— AIM OF THE TASK —
Can you copy out verbatim the rows from the line with "Give the exact, high-resolution" to the line with "negative clicks: (426, 100)"?

— SUPPLIED RECORDS —
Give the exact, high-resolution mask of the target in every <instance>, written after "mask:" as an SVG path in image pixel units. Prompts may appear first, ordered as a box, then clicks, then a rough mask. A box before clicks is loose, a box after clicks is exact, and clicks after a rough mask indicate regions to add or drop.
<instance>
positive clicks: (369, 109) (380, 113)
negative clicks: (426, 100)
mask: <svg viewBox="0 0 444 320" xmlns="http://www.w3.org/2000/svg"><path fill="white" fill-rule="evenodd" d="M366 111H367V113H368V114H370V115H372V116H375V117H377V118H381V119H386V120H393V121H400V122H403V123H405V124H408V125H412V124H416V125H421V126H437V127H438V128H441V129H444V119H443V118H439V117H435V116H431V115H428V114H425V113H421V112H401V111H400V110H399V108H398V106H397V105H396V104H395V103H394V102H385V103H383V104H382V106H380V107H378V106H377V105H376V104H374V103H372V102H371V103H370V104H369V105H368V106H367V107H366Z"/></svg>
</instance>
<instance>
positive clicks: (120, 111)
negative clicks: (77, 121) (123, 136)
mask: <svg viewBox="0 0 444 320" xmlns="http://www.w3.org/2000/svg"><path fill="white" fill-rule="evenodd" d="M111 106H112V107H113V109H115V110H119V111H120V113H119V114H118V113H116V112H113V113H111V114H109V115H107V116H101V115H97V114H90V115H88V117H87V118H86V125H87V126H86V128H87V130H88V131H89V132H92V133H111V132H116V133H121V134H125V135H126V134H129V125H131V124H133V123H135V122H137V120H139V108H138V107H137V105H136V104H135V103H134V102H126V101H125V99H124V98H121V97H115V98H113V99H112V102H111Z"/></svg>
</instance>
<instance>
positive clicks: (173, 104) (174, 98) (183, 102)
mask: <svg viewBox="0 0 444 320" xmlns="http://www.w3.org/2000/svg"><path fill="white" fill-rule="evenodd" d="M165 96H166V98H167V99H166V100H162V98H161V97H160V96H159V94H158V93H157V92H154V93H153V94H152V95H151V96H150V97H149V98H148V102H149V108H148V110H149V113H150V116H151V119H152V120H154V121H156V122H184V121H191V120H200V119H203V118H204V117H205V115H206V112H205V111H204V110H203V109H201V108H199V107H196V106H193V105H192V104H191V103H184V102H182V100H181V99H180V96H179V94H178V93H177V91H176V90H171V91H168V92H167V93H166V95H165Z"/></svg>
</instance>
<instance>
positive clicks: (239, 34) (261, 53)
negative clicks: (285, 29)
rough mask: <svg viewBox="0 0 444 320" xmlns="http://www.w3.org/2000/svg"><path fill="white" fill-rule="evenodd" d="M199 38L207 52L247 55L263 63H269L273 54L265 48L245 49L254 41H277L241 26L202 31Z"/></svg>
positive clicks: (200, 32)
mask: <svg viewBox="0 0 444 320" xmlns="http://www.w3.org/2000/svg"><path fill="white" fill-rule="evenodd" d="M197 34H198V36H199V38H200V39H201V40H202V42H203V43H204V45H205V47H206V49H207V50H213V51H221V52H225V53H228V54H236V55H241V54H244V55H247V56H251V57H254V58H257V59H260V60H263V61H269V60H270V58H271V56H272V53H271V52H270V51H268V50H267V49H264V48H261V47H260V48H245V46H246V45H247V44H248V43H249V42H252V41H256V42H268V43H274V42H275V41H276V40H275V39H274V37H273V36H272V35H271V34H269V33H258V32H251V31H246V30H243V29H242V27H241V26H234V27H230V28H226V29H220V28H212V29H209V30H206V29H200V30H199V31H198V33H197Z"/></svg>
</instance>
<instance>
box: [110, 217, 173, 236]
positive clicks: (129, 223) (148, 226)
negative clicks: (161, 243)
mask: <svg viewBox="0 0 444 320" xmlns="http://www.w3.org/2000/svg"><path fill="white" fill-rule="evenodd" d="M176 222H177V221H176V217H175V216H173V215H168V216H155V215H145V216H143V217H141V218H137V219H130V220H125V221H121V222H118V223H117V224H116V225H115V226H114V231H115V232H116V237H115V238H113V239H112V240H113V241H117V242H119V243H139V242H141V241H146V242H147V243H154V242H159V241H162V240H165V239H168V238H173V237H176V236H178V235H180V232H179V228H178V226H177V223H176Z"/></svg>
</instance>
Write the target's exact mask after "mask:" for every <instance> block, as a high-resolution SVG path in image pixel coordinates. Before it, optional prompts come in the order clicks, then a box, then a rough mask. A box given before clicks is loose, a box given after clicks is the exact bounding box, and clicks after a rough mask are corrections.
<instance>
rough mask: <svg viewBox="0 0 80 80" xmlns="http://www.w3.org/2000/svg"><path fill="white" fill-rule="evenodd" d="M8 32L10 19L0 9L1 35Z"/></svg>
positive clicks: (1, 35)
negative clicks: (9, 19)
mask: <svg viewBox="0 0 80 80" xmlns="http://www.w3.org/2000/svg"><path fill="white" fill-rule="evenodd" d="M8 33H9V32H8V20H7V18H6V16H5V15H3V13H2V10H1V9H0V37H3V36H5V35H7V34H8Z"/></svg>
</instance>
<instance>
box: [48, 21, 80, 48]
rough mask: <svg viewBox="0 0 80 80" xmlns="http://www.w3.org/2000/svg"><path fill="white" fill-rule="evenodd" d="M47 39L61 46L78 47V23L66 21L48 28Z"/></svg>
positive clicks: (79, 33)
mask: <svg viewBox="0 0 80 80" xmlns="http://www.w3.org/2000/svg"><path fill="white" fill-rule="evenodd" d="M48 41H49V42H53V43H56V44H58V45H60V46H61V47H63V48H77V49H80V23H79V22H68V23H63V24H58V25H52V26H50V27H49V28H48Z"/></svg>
--
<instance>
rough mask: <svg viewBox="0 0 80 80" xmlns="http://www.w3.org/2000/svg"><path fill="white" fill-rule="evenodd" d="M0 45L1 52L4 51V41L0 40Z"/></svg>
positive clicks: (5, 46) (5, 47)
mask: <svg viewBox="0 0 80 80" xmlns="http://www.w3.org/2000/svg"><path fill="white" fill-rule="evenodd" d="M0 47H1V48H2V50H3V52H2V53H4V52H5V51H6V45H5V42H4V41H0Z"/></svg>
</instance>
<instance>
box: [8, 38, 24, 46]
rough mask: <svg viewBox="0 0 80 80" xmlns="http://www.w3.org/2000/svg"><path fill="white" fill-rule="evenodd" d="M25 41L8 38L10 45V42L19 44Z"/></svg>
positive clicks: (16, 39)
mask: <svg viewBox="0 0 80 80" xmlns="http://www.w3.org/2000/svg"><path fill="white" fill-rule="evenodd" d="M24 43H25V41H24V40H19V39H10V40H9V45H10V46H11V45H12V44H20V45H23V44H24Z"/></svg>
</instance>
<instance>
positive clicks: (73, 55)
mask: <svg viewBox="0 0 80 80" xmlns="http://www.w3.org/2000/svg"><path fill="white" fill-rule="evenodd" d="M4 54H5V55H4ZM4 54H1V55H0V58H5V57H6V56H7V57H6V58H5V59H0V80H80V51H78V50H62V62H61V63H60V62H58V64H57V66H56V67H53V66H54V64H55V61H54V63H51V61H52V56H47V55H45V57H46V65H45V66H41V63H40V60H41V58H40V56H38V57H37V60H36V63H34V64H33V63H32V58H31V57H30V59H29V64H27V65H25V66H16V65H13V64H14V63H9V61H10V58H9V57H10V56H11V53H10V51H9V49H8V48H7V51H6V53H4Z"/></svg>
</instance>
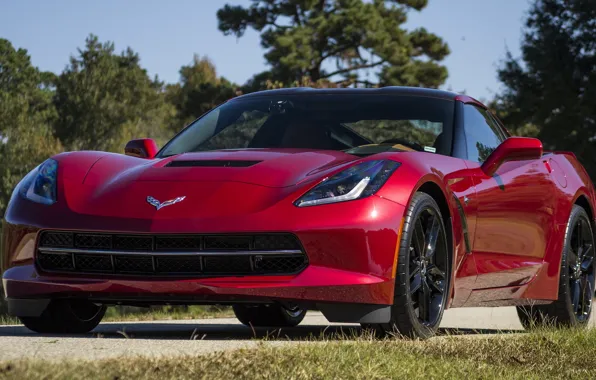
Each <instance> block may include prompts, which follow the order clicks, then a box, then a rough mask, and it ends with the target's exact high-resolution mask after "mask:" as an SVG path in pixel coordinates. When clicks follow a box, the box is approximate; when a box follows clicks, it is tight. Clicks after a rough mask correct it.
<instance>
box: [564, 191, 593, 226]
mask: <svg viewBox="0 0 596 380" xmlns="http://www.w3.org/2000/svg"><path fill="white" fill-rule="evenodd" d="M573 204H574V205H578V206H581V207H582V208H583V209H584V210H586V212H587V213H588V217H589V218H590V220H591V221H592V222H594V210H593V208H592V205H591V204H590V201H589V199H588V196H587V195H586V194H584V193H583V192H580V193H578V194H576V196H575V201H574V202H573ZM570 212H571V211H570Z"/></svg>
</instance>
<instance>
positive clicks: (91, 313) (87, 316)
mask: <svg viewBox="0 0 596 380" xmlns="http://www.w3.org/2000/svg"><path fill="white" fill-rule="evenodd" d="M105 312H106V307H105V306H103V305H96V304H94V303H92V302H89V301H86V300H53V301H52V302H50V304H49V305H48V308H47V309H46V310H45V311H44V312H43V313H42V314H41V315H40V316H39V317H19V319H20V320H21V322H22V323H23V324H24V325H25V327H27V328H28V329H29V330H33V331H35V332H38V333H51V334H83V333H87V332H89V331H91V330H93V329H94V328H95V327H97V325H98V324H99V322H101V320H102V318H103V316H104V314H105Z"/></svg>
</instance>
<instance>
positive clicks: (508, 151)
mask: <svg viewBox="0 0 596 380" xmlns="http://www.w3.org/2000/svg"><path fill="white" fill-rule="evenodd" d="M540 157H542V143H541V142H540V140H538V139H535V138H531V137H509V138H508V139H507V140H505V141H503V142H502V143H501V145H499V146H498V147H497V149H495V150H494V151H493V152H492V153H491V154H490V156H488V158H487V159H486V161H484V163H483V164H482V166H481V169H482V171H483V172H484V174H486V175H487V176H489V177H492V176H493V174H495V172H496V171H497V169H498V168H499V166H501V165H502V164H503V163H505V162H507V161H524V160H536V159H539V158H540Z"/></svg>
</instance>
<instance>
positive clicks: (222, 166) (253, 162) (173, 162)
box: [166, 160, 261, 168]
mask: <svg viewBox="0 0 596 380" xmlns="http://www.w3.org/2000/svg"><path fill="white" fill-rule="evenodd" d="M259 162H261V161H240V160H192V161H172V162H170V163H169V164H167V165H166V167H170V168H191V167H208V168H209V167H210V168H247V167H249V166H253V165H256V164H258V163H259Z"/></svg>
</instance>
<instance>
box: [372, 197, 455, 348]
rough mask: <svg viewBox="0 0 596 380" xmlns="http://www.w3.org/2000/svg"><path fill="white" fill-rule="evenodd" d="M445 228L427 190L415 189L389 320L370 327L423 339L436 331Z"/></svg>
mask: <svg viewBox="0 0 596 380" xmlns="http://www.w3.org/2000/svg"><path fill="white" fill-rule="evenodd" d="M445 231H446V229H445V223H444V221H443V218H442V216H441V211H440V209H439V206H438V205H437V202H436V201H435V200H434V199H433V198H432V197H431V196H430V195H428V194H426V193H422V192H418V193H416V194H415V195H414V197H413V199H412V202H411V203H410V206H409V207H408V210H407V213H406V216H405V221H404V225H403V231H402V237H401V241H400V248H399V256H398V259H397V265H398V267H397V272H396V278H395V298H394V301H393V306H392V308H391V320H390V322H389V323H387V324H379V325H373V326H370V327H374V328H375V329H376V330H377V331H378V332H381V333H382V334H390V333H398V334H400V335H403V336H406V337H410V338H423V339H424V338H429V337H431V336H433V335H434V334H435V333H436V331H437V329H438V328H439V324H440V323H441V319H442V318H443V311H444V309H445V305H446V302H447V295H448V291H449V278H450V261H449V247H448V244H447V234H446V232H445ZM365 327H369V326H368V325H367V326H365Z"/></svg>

— RESULT OF THE EXERCISE —
Give the exact, high-resolution mask of the target in every <instance>, written after "mask:" as an SVG path in image pixel units. Prompts may appear first, ordered as a box, then clicks, then a rough mask. A box before clicks is loose, a box after clicks is exact, and clicks after a rough mask indicate regions to add or drop.
<instance>
positive clicks: (369, 109) (380, 113)
negative clicks: (426, 100)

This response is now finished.